* **PROBLEM REQUIREMENTS**
Start at the top of the records below and copy them exactly to the end.

Dataset entries:
# # # #

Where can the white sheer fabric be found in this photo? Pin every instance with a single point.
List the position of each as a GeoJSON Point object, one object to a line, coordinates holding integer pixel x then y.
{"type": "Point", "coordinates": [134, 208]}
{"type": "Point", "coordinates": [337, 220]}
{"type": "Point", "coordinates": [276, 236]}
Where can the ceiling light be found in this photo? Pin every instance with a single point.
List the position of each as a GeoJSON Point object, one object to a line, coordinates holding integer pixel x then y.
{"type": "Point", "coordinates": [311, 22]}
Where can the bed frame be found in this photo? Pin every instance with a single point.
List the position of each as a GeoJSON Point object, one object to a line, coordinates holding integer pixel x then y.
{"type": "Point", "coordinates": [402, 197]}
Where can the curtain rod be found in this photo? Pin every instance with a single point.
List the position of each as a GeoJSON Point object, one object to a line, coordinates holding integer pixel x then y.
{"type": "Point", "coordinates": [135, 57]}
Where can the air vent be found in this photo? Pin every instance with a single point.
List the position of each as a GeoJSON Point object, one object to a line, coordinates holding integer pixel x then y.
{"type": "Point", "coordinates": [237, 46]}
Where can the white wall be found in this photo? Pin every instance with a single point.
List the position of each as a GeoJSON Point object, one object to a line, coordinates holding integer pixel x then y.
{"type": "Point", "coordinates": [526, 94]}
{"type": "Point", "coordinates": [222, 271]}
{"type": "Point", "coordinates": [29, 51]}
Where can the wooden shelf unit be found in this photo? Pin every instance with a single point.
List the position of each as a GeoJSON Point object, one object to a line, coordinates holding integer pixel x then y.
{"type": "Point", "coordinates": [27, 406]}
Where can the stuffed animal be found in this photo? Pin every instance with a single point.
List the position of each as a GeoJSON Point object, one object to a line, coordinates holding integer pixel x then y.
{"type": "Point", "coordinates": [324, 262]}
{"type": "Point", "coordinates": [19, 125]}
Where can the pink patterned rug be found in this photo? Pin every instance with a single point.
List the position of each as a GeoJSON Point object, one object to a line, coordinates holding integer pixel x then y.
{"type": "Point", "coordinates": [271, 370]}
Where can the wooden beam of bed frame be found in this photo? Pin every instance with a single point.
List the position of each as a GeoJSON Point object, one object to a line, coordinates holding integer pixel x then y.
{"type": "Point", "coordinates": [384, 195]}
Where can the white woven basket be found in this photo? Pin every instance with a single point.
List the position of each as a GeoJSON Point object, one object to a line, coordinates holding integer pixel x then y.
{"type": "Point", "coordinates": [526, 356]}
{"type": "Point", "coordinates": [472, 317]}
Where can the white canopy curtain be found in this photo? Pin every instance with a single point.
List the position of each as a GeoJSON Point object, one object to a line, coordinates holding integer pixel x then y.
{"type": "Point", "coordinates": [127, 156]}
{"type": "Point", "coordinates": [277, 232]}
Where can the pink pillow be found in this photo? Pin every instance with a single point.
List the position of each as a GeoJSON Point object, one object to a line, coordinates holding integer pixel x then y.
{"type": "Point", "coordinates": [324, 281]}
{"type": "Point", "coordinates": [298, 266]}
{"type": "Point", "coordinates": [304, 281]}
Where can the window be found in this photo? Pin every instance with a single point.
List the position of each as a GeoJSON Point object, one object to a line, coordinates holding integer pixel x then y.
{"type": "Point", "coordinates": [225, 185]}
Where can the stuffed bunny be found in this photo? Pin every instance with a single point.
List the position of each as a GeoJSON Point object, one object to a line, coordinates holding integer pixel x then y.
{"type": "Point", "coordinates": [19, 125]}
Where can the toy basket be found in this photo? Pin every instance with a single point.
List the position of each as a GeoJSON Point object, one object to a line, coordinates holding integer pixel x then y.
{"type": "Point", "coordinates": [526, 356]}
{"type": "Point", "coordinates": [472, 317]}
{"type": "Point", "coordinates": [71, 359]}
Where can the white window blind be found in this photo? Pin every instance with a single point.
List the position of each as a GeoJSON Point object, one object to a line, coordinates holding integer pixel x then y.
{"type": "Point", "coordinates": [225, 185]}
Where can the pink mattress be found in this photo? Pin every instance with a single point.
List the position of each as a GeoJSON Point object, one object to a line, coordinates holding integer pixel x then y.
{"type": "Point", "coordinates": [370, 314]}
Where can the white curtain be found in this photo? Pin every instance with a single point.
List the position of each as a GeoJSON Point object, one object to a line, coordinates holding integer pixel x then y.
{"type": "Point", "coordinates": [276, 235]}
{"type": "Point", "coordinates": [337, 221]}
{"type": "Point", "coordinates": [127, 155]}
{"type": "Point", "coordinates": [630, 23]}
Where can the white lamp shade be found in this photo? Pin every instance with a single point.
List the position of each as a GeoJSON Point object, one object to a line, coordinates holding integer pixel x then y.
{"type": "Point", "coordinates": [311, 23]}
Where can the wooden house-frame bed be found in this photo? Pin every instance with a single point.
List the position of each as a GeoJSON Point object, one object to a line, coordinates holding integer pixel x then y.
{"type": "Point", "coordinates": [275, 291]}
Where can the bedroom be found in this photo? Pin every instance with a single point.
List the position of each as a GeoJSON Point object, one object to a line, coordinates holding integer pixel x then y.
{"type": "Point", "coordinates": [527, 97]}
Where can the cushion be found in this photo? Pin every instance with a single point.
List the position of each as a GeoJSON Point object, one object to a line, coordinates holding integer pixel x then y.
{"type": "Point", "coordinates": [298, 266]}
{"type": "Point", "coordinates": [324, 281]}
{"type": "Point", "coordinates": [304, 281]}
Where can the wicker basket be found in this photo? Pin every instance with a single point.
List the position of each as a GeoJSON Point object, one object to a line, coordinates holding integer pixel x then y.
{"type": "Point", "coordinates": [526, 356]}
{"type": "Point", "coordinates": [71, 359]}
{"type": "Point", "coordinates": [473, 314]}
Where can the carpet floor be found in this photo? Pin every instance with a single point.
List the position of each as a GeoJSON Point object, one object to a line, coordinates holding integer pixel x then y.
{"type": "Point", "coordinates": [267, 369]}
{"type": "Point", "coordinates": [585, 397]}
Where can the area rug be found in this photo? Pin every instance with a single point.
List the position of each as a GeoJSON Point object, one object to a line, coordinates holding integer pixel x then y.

# # # #

* **EXERCISE SOLUTION**
Where can the white sheer fabric be found in this photo? Pin every instance with a single point.
List the position of each as a GeoJSON Point object, one object to a line, coordinates holding integer pixel x then y.
{"type": "Point", "coordinates": [134, 208]}
{"type": "Point", "coordinates": [337, 220]}
{"type": "Point", "coordinates": [276, 236]}
Where can the ceiling light be found in this photo? Pin every instance with a single point.
List the position of each as a GeoJSON Point object, one object to a line, coordinates holding integer pixel x then y.
{"type": "Point", "coordinates": [311, 22]}
Where can the bed frame be found in this photo? Pin every instance with a single point.
List the position of each as a GeoJSON Point object, one object to a line, coordinates holding integer pixel x then y.
{"type": "Point", "coordinates": [402, 197]}
Where can the curtain rod be found in this photo? Pin every instance with a single point.
List the position of each as a GeoJSON Point object, one object to a line, coordinates holding integer pixel x then y.
{"type": "Point", "coordinates": [135, 57]}
Where can the air vent be found in this photo? Pin every instance with a single point.
List the position of each as a GeoJSON Point object, one object to a line, coordinates holding integer pixel x then y.
{"type": "Point", "coordinates": [237, 46]}
Where can the white wall be found in this photo? Pin every instance with a single point.
List the position of each as a GeoJSON Point object, one object to a line, coordinates holding integer pixel x then y.
{"type": "Point", "coordinates": [526, 94]}
{"type": "Point", "coordinates": [222, 271]}
{"type": "Point", "coordinates": [29, 51]}
Where can the wooden shelf unit be found in this photo? Pin every instance with a single point.
List the position of each as a GeoJSON Point object, one object to a line, coordinates holding integer pixel x then y.
{"type": "Point", "coordinates": [27, 406]}
Where can the stuffed animal be found in this photo? Pin every instance with a single point.
List the position of each as a GeoJSON Point object, one object to a line, coordinates holding integer pixel x then y.
{"type": "Point", "coordinates": [324, 262]}
{"type": "Point", "coordinates": [19, 125]}
Where can the pink patterned rug be found in this photo? Pin every instance with a single point.
List the position of each as a GeoJSON Point object, one object to a line, coordinates holding integer pixel x then y.
{"type": "Point", "coordinates": [271, 370]}
Where can the wooden beam of bed frame be found in this photo? Pin every instance with a single point.
List the position of each as a GeoJSON Point object, one object to a line, coordinates holding integer pixel x then y.
{"type": "Point", "coordinates": [384, 195]}
Where can the white woven basket be found in this photo? Pin every instance with a single point.
List the position of each as a GeoJSON Point object, one object to a line, coordinates holding integer pixel x then y.
{"type": "Point", "coordinates": [526, 356]}
{"type": "Point", "coordinates": [472, 317]}
Where can the white canopy curtain be found in this photo? Pin every instance with a single point.
List the position of each as a GeoJSON Point object, one object to a line, coordinates holding integer pixel x then y.
{"type": "Point", "coordinates": [127, 156]}
{"type": "Point", "coordinates": [277, 232]}
Where can the pink pillow be found in this photo? Pin every instance with a single point.
List the position of each as a GeoJSON Point object, one object to a line, coordinates holding integer pixel x then y.
{"type": "Point", "coordinates": [324, 281]}
{"type": "Point", "coordinates": [298, 266]}
{"type": "Point", "coordinates": [304, 281]}
Where can the window be found in this photo? Pin every instance with a single point.
List the position of each as a GeoJSON Point object, one object to a line, coordinates holding integer pixel x then y.
{"type": "Point", "coordinates": [225, 185]}
Where can the stuffed bunny be found in this photo? Pin every instance with a single point.
List the position of each as a GeoJSON Point object, one object to a line, coordinates holding integer pixel x then y.
{"type": "Point", "coordinates": [19, 125]}
Where can the toy basket be found in this photo? Pin every instance with a single point.
List the position of each as a GeoJSON Point object, one object to a line, coordinates holding integer pixel x then y.
{"type": "Point", "coordinates": [526, 356]}
{"type": "Point", "coordinates": [472, 317]}
{"type": "Point", "coordinates": [71, 359]}
Where can the white window blind be found in this photo? Pin every instance with a single point.
List the position of each as a GeoJSON Point object, one object to a line, coordinates holding integer pixel x then y.
{"type": "Point", "coordinates": [225, 185]}
Where can the pink mattress be found in this photo? Pin every instance with a single point.
List the position of each as a GeoJSON Point object, one object to a line, coordinates holding integer pixel x then y.
{"type": "Point", "coordinates": [370, 314]}
Where can the white curtain be found in this photo? Pin every instance with a single point.
List the position of each as a GeoJSON Point object, one object to a line, coordinates holding integer pixel x then y.
{"type": "Point", "coordinates": [276, 235]}
{"type": "Point", "coordinates": [337, 221]}
{"type": "Point", "coordinates": [127, 155]}
{"type": "Point", "coordinates": [630, 23]}
Where can the white lamp shade be found in this photo? Pin every instance with a single point.
List the position of each as a GeoJSON Point object, one object to a line, coordinates holding integer pixel x then y.
{"type": "Point", "coordinates": [311, 23]}
Where can the wooden house-frame bed be found in this photo? Pin every instance with a single point.
List the position of each as a GeoJSON Point object, one object to a line, coordinates holding integer pixel x then y.
{"type": "Point", "coordinates": [275, 291]}
Where can the bedroom be found in this photo? Pin every instance with a single point.
List the position of each as a GeoJSON Point object, one object to a line, coordinates holding integer pixel x then y.
{"type": "Point", "coordinates": [527, 97]}
Where can the cushion be found in this photo? Pin every instance with a single point.
List the position of each as a GeoJSON Point object, one object to a line, coordinates holding integer pixel x then y.
{"type": "Point", "coordinates": [298, 266]}
{"type": "Point", "coordinates": [324, 281]}
{"type": "Point", "coordinates": [304, 281]}
Where can the wicker basket be found in this photo? Pin every instance with a single point.
List the position of each as a GeoJSON Point object, one object to a line, coordinates holding integer pixel x then y.
{"type": "Point", "coordinates": [526, 356]}
{"type": "Point", "coordinates": [71, 359]}
{"type": "Point", "coordinates": [473, 314]}
Where can the carpet floor be found in this photo? Pin every instance with a single point.
List the position of each as a GeoJSON Point object, one object to a line, coordinates holding integer pixel x then y.
{"type": "Point", "coordinates": [267, 369]}
{"type": "Point", "coordinates": [585, 397]}
Where can the area rug be found in this photo? Pin every instance with a single point.
List the position of each as a GeoJSON Point object, one object to a line, coordinates holding integer pixel x then y.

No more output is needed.